======== Records for the task ========

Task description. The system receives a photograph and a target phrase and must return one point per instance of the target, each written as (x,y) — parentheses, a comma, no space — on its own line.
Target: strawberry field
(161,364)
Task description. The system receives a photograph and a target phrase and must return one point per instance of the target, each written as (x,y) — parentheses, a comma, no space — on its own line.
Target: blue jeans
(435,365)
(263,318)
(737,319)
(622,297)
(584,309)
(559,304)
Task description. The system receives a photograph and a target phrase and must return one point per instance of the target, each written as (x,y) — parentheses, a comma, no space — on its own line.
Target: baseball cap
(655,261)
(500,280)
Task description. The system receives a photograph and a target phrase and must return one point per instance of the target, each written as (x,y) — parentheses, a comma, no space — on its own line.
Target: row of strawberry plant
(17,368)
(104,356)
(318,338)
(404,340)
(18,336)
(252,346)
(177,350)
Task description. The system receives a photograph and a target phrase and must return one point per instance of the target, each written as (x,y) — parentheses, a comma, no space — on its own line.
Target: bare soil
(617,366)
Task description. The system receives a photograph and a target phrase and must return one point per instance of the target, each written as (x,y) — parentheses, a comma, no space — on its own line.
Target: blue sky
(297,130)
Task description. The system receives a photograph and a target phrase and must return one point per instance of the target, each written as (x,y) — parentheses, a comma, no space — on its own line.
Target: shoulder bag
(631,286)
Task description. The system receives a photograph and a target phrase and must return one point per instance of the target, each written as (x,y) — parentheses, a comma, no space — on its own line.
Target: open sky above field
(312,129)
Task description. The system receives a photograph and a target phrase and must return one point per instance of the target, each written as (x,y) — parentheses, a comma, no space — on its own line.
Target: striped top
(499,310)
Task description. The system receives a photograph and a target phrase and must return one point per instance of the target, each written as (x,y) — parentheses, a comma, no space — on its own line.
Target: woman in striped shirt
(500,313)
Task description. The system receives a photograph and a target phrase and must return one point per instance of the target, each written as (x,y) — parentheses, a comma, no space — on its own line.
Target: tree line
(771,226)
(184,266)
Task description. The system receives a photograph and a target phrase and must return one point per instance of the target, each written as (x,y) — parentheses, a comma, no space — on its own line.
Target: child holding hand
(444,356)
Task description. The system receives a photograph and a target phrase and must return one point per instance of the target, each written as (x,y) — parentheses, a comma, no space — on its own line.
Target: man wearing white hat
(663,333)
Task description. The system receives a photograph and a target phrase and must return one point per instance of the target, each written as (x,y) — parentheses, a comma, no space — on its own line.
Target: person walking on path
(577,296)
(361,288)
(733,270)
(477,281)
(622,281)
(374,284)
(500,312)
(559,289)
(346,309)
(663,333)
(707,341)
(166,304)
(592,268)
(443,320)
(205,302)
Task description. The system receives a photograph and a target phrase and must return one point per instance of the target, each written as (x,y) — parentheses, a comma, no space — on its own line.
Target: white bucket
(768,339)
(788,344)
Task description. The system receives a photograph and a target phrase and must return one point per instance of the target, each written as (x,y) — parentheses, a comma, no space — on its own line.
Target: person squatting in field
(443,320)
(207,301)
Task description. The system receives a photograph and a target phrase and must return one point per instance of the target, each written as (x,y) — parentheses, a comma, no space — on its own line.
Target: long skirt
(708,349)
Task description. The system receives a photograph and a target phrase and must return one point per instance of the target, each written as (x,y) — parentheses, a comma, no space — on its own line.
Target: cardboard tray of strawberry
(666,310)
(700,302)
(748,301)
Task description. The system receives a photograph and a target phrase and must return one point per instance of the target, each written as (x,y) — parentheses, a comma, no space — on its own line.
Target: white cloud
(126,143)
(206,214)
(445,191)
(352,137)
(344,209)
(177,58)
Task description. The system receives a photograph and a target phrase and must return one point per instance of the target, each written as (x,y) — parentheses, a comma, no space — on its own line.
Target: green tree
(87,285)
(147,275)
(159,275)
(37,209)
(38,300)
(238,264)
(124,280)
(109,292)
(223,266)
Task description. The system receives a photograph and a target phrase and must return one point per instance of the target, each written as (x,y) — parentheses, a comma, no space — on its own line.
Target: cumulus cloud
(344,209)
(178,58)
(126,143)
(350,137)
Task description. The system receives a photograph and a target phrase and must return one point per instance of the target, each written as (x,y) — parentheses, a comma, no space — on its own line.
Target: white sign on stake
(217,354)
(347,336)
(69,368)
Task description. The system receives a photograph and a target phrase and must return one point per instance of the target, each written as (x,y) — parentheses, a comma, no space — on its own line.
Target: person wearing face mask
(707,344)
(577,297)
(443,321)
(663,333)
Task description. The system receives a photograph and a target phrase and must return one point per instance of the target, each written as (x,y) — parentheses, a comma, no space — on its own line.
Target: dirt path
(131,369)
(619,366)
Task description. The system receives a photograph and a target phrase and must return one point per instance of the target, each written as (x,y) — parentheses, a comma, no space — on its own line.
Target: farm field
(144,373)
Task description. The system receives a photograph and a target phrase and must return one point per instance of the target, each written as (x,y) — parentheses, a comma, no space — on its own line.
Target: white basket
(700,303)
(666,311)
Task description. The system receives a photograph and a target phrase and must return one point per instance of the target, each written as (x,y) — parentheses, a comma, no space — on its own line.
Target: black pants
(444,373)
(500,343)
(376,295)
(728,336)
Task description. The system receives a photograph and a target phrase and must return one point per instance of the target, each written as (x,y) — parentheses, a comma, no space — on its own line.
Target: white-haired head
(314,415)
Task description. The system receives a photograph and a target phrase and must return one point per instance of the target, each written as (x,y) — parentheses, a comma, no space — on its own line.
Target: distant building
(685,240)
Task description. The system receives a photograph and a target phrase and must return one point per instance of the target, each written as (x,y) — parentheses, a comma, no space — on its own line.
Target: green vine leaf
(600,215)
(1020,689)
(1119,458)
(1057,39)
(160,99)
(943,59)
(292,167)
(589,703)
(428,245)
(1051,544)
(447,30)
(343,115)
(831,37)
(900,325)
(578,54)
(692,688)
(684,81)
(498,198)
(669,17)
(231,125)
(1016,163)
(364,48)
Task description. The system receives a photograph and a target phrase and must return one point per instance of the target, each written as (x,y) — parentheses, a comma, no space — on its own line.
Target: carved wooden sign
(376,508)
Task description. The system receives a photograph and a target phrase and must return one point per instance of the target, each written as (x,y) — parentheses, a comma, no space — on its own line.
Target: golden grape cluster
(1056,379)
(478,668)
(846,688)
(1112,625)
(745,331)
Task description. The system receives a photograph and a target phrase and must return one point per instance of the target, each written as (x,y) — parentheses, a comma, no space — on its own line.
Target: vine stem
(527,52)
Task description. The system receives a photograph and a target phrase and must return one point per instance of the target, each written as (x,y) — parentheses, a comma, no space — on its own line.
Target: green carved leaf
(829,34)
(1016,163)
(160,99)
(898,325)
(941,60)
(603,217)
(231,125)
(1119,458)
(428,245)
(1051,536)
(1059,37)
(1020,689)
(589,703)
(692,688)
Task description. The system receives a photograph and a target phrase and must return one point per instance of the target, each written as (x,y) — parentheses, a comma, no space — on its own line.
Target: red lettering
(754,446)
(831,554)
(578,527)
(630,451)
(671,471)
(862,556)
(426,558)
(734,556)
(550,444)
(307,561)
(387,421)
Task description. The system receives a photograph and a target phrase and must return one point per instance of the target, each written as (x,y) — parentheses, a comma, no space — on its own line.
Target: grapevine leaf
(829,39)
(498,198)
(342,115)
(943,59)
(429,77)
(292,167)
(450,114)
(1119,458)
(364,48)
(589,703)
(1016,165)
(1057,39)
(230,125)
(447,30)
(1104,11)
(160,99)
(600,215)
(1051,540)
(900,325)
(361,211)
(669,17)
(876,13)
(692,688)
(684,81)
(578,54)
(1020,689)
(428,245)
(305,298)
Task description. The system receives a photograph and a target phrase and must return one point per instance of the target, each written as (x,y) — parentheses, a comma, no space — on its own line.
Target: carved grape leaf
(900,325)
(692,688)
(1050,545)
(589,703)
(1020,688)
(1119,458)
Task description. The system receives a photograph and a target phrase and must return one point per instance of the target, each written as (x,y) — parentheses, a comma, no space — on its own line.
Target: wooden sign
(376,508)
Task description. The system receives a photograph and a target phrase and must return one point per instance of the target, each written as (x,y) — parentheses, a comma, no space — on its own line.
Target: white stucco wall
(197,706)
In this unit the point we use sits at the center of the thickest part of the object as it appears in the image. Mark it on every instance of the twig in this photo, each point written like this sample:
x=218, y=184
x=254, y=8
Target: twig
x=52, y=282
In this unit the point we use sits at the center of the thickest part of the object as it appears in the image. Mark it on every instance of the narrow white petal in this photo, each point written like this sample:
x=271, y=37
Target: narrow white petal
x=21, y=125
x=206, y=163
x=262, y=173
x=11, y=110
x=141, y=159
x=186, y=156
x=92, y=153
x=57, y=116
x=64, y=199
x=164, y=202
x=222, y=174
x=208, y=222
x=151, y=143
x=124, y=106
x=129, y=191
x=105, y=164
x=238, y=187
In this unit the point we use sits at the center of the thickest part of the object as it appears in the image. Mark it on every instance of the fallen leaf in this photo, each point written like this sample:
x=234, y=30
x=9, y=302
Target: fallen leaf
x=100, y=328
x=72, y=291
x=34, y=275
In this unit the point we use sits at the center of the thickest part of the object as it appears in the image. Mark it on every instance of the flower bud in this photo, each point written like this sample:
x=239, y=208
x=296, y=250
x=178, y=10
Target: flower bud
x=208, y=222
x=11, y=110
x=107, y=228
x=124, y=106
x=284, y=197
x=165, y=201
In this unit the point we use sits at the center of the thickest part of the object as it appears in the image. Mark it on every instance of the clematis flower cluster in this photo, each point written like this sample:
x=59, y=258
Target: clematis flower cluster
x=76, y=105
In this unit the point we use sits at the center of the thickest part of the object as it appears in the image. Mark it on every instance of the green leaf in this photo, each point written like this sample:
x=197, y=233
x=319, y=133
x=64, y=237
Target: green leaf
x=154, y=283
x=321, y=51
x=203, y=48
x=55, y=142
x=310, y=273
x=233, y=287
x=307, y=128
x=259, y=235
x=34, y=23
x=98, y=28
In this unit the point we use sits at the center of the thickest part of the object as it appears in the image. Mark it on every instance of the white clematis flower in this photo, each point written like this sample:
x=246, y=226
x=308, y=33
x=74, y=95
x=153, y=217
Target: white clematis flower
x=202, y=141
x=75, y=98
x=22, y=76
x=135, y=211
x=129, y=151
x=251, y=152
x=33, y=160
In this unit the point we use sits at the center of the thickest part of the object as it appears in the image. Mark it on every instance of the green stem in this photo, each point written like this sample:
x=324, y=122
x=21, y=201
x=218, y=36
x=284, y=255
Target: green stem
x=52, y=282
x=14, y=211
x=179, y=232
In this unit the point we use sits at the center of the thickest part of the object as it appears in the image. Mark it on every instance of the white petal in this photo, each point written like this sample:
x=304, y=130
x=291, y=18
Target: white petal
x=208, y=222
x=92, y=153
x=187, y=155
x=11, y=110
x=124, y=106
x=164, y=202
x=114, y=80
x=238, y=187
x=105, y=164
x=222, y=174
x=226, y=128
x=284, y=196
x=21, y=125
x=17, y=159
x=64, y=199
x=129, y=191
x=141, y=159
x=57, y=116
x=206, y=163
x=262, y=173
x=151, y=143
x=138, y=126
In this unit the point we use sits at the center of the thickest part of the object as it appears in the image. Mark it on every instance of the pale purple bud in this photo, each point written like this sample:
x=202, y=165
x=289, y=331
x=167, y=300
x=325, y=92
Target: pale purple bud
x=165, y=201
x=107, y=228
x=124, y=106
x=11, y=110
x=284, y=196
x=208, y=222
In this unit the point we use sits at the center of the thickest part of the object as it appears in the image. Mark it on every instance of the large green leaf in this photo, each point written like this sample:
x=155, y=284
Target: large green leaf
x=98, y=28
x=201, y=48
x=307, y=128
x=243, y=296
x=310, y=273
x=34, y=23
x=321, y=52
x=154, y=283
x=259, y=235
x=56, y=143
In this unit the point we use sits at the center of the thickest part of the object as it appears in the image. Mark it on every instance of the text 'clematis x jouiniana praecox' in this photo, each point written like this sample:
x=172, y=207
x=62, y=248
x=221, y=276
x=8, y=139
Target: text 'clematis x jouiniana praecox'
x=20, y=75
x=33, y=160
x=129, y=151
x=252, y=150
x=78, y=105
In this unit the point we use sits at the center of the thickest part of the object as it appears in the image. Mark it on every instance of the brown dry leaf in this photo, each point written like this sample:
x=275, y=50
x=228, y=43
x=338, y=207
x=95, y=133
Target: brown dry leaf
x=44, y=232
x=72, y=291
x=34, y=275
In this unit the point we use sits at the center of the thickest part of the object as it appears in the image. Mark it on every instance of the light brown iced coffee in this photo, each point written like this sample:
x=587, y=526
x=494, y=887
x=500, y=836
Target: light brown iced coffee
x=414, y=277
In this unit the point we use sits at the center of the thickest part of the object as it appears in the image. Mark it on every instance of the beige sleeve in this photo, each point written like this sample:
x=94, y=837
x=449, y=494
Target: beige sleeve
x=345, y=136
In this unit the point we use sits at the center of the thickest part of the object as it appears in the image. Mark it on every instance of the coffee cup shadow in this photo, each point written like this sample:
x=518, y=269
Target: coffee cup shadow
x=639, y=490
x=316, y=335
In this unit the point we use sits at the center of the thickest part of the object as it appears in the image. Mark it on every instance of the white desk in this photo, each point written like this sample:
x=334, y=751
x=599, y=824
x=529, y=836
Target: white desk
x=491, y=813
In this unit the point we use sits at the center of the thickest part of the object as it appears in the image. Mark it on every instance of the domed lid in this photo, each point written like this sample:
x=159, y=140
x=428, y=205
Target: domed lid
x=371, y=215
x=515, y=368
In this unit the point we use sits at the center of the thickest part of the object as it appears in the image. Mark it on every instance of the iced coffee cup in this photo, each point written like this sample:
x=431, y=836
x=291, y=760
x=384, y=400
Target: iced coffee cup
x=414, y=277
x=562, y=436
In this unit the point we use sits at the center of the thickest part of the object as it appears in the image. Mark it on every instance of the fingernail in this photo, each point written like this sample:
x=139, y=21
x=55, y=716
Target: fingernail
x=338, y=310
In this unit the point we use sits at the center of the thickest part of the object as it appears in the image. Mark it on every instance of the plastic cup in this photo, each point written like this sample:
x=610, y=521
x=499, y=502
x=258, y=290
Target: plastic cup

========

_Task requirements_. Wherever "plastic" occurs in the entries above, copy the line it sits on.

_Exercise output_.
In this unit the point we use sits at the center of the thickest part of the object as it appears in the image. Mark it on every instance of the plastic cup in this photo, each point written like this sample:
Target: plastic cup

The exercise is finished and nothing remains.